WHAT THE TASK ASKS: Copy out the lines below, replacing every "Point out" with "Mark" and leaving everything else unchanged.
▼
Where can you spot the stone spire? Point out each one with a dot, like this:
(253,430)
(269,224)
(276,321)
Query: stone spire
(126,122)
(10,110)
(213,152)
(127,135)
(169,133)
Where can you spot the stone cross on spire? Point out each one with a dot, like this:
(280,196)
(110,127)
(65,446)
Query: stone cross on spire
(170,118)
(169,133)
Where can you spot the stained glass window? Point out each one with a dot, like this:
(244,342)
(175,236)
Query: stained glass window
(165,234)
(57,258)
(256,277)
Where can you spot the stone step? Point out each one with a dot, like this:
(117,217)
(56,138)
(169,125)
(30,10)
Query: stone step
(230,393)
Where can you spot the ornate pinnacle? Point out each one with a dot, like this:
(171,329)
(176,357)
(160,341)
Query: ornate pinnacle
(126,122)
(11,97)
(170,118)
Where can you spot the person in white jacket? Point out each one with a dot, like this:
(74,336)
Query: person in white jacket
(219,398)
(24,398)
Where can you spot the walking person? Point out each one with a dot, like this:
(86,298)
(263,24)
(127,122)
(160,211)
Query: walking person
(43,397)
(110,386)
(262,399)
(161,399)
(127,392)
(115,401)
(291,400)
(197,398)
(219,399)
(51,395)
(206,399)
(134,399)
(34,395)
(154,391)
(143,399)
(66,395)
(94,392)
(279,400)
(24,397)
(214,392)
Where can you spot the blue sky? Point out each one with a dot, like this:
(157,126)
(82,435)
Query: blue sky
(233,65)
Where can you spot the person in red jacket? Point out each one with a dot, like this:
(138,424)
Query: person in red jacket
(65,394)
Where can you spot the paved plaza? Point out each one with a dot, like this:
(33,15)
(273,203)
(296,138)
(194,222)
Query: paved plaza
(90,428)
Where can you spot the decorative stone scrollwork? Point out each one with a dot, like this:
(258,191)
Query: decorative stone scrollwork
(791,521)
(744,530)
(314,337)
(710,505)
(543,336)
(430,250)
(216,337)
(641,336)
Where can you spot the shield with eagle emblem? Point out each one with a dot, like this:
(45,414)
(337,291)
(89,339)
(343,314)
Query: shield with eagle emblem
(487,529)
▲
THE RESPONSE:
Where can you spot the stone spire? Mark each one with a dot, like this:
(253,430)
(269,224)
(276,321)
Query: stone spire
(126,122)
(10,110)
(213,152)
(127,135)
(169,133)
Where can you spot the stone cross on spire? Mark each one with a dot, like this:
(280,196)
(110,127)
(65,446)
Query: stone cross on spire
(170,118)
(169,133)
Where can you spot the stained glass window? Mark each one with a dot, like this:
(244,342)
(175,236)
Query: stained glass window
(165,234)
(57,258)
(256,277)
Where can you spot the stone step? Mark each one with a dot, like this:
(117,217)
(56,138)
(169,125)
(30,10)
Query: stone step
(230,393)
Where can you spot the ornate pinnacle? Mark each one with a dot, like this:
(171,329)
(176,357)
(160,341)
Query: ornate pinnacle
(126,122)
(11,97)
(170,118)
Where can you spot the person in white jacket? Mark each one with a dot, like this:
(74,336)
Query: person in white jacket
(219,398)
(24,398)
Where can you spot the walking person? Mark each one with a dot, like this:
(86,298)
(263,24)
(127,122)
(160,211)
Query: walking person
(43,397)
(110,386)
(262,399)
(161,399)
(127,392)
(115,401)
(291,400)
(197,398)
(219,399)
(51,395)
(206,399)
(134,399)
(34,395)
(154,391)
(143,399)
(66,395)
(94,392)
(279,400)
(24,397)
(214,392)
Where can you spot the blue sky? Mark each one with a dot, like this:
(157,126)
(82,435)
Query: blue sky
(233,65)
Where can you spot the person in red jacket? Mark each one with a dot, like this:
(138,424)
Query: person in red jacket
(65,394)
Where can you spot the paved plaza? Mark each one with a dot, like this:
(33,15)
(273,203)
(296,138)
(194,222)
Query: paved plaza
(90,428)
Where can you spot the decorative stone scrollwork? Mark each one with a dot, like this:
(258,191)
Query: decorative stone scrollwork
(791,521)
(744,530)
(314,337)
(710,505)
(543,336)
(430,250)
(216,337)
(641,336)
Where can you spot the shield with eagle emblem? Mark each one with a dot, like this:
(45,414)
(337,291)
(89,339)
(343,314)
Query: shield with eagle emblem
(487,529)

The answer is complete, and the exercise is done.